START Provided information
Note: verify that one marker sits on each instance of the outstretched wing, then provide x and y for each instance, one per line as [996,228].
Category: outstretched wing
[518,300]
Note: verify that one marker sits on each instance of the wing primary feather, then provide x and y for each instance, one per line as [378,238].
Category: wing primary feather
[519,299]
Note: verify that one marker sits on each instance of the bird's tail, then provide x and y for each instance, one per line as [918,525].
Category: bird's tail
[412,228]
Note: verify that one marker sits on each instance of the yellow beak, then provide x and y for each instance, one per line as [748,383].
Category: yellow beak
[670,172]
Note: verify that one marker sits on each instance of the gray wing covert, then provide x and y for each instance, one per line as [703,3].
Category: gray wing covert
END Provided information
■ Task details ■
Please transcribe the data shown above in full, exactly as it stands.

■ Exercise result ■
Note: verify that one marker sits on each instance of the outstretched wing, then provide x and y for each instance, one per line as [996,228].
Category: outstretched wing
[518,300]
Note: verify that one marker sits on each instance of the wing primary feather, then provide x and y for each instance, one per line as [378,238].
Category: wing primary feather
[519,299]
Note: verify that one marker sits on each instance of the bird's tail, then provide x and y for each instance, one per line as [918,525].
Category: bird's tail
[412,228]
Note: verify that one marker sits on each instance of the yellow beak, then provide x and y for each instance, one per line as [748,383].
Category: yellow beak
[670,172]
Note: verify that one marker sits on each instance of the gray wing covert, then provide x and y for each instance, one per line as [703,3].
Category: gray wing covert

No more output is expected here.